>>>

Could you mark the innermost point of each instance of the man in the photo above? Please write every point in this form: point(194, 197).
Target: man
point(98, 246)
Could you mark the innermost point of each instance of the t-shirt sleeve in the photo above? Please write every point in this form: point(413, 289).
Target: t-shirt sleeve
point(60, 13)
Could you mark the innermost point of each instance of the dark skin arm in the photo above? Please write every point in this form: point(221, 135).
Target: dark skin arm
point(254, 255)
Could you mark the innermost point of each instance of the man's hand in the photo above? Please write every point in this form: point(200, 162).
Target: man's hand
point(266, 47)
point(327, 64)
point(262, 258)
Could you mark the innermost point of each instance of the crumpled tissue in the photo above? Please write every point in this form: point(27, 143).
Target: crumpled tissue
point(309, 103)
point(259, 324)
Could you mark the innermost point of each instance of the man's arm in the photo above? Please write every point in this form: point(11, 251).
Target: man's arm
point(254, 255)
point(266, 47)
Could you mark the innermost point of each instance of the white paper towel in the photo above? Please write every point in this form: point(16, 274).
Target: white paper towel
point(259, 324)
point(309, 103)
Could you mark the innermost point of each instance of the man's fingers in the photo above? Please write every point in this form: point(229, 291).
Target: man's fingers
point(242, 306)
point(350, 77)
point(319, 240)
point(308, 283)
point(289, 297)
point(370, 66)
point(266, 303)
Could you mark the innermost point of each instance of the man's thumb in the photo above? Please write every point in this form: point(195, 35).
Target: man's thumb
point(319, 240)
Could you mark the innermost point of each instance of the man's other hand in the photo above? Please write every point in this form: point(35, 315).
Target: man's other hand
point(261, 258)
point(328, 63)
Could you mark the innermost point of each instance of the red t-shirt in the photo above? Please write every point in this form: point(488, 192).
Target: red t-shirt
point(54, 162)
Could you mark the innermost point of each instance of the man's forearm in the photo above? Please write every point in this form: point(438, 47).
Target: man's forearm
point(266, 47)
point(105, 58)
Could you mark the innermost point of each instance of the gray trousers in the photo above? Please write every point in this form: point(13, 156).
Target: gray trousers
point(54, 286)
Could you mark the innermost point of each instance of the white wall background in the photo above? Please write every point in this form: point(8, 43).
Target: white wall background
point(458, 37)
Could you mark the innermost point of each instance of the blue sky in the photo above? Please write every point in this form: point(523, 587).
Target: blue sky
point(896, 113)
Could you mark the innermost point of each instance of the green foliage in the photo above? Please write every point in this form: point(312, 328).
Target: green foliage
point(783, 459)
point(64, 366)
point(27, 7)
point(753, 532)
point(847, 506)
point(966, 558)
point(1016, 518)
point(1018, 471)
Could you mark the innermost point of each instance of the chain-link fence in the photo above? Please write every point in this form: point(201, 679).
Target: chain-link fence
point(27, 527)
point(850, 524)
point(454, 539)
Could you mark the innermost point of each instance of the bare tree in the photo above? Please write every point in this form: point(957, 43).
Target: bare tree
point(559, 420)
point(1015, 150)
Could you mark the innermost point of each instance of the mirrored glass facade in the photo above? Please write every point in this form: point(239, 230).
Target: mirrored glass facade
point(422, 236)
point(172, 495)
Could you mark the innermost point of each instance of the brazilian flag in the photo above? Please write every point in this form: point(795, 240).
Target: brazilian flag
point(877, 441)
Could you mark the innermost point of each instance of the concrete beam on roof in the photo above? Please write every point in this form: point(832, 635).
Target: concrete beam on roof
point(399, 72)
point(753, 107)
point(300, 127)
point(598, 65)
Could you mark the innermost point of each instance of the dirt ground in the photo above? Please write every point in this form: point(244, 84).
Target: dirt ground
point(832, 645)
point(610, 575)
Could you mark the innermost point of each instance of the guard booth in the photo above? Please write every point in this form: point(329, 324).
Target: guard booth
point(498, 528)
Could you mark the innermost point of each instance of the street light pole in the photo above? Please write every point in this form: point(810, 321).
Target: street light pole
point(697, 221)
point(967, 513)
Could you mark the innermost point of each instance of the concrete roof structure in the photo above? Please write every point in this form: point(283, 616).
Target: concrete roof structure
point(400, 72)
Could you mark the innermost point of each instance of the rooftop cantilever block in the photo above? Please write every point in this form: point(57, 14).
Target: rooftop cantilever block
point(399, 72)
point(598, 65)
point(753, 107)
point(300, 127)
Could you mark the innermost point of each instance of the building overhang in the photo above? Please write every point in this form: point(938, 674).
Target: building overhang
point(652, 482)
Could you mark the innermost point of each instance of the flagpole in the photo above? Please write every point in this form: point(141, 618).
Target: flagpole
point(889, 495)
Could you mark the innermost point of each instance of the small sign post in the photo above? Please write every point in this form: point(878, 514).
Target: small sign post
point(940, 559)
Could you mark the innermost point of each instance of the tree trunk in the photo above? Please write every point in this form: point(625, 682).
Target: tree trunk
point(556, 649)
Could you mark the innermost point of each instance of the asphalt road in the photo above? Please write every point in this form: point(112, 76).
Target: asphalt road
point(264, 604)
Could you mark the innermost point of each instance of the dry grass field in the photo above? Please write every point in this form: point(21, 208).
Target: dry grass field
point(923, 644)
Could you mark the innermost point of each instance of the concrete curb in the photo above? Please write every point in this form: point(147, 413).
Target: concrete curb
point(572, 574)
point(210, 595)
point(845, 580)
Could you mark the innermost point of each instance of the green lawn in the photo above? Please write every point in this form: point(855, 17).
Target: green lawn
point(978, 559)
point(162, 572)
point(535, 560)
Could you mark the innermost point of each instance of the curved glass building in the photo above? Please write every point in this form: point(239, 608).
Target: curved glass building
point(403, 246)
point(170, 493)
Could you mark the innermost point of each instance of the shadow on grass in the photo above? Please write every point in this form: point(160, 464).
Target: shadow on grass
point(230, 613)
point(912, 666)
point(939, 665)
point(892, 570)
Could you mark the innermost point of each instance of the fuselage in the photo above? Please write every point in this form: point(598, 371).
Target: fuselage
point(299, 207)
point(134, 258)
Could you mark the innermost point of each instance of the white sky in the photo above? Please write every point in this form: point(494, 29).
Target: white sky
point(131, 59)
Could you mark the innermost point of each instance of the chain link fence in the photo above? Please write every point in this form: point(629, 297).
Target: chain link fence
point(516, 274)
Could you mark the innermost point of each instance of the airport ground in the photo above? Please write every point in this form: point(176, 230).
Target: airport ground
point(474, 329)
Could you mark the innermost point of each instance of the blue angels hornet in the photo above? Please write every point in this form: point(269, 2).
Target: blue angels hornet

<<<

Exercise brief: Extract from the material the part that opens with the line containing "form: point(329, 324)." and closes with the line containing "point(967, 513)", and reproduce those lines without any change.

Solution:
Could you mark the innermost point of each instance of the guard booth in the photo above? Please write every point in this form: point(329, 324).
Target: guard booth
point(498, 528)
Could you mark the innermost point of each instance of the street light pole in the photo above? Please write every point in this form: point(810, 321).
Target: street light pole
point(697, 221)
point(967, 513)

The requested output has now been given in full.